[Stored data entries]
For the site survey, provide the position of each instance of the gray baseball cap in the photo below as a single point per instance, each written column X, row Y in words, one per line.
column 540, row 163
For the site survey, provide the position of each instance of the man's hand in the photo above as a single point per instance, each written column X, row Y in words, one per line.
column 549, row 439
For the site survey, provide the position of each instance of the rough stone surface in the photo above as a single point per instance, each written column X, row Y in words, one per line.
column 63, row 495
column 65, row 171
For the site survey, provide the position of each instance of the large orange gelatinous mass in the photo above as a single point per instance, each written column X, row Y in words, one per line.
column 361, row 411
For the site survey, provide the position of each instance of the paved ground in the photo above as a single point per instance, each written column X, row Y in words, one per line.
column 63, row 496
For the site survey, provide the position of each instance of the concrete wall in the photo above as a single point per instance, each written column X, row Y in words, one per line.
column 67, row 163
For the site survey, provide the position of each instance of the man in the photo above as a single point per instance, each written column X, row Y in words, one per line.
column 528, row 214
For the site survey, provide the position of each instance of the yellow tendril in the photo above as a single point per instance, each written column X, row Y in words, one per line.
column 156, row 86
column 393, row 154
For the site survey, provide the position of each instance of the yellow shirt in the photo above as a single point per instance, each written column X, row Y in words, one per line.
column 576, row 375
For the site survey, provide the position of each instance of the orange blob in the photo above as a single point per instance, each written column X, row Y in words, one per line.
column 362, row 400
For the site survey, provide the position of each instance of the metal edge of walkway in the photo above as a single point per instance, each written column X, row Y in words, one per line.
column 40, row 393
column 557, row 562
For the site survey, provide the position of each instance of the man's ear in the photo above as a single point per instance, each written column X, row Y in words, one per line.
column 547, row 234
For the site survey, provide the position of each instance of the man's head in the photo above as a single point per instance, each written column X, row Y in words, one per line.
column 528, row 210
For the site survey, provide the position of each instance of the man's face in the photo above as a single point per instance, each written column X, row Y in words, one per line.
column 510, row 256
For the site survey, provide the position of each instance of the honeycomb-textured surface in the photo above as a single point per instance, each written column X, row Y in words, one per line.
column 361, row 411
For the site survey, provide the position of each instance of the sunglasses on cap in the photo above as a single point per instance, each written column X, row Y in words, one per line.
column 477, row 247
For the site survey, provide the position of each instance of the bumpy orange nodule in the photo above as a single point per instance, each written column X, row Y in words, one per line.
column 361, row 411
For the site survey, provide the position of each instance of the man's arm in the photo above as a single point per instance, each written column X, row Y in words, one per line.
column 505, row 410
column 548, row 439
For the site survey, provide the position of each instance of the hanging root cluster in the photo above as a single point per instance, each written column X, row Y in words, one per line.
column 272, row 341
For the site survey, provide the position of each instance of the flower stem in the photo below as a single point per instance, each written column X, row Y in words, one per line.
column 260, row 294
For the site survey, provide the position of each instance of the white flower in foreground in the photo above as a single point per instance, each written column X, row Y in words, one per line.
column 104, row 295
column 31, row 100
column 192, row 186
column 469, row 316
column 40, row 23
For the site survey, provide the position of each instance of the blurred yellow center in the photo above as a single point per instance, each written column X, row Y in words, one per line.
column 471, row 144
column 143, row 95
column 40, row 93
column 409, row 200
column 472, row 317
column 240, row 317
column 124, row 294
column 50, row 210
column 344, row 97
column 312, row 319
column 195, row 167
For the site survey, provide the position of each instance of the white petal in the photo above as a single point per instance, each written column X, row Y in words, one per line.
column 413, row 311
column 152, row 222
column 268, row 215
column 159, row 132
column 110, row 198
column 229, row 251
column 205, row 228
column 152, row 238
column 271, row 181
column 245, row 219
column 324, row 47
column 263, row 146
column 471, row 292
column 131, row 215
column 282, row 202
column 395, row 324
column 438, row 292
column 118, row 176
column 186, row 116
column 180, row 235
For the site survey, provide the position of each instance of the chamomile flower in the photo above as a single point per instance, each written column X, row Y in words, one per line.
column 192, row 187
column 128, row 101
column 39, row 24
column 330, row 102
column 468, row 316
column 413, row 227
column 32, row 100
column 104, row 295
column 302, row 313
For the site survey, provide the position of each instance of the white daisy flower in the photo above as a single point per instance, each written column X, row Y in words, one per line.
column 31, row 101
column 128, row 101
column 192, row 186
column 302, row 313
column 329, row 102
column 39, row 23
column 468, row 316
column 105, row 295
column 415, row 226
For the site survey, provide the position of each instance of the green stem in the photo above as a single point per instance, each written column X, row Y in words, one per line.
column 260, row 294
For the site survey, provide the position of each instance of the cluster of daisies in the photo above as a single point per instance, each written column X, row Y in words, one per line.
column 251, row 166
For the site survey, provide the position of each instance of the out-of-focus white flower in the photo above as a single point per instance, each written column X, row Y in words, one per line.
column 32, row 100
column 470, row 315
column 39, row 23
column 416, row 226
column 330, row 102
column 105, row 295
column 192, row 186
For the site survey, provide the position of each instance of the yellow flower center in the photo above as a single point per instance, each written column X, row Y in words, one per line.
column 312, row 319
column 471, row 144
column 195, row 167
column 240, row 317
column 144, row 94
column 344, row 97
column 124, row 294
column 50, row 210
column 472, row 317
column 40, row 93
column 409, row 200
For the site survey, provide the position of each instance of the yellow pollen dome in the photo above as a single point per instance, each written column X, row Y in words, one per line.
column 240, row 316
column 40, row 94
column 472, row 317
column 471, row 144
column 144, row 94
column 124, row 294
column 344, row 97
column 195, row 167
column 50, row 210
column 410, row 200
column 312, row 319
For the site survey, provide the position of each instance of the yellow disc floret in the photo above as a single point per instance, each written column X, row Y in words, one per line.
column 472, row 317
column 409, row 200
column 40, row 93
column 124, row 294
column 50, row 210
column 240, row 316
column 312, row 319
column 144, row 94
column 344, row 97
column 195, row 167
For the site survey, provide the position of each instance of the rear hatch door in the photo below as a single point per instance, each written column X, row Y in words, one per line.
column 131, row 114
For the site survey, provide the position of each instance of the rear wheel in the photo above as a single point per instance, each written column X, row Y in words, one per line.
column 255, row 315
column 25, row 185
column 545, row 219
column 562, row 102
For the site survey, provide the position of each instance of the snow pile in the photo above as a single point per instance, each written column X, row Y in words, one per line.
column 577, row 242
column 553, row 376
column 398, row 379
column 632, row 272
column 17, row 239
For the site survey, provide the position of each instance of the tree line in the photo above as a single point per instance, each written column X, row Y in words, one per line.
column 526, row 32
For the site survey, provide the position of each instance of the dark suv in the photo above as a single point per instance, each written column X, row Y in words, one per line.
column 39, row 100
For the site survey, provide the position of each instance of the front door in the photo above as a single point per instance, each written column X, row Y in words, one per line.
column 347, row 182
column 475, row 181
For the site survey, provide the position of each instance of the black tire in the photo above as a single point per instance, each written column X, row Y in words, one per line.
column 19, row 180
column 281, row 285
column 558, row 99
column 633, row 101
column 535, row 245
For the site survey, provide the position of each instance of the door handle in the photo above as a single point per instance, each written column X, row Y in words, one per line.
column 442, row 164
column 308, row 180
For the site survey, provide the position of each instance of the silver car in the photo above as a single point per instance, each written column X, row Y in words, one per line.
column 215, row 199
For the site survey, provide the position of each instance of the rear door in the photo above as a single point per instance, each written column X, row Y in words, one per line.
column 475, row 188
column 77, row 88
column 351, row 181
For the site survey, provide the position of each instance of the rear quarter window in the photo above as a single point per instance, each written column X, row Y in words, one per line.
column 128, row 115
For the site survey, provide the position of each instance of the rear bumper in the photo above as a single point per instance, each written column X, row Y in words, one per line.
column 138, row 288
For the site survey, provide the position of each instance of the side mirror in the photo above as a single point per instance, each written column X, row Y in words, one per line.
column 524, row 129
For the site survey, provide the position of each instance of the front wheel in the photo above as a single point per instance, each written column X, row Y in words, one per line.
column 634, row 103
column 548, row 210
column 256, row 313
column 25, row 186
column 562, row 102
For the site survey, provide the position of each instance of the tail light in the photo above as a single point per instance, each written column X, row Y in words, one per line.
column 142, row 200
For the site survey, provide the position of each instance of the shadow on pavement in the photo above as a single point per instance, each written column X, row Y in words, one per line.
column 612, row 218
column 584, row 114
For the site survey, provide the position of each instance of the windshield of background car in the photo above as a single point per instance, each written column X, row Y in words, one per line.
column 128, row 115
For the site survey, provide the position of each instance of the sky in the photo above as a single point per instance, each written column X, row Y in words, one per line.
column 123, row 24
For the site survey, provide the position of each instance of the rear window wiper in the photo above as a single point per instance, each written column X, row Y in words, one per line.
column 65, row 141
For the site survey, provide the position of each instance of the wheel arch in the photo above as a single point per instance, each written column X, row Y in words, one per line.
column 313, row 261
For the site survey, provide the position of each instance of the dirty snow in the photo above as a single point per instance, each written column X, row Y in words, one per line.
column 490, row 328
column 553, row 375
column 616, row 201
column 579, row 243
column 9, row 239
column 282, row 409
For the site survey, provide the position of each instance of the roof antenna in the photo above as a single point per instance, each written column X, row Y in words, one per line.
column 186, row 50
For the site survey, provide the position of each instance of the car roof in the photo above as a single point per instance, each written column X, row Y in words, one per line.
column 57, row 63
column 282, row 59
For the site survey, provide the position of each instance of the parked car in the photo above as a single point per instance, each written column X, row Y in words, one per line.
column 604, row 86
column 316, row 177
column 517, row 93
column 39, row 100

▸ BRIEF
Exactly the lines from the one containing "of the roof" through the end of the entries above must be output, and no others.

▸ WRITTEN ANSWER
For the site survey, provide the position of each instance of the roof antenna in the photo above as a single point per instance, each written column X, row Y in words, one per line.
column 186, row 50
For the site survey, provide the position of each instance of the car roof in the photo above as a single point per instance, each written column X, row Y in words, one per line.
column 57, row 63
column 282, row 59
For the site survey, provide the position of each instance of the parked car in the photo above as a single point per instance, each written column X, row Y in words, one per line.
column 604, row 86
column 316, row 177
column 517, row 93
column 39, row 100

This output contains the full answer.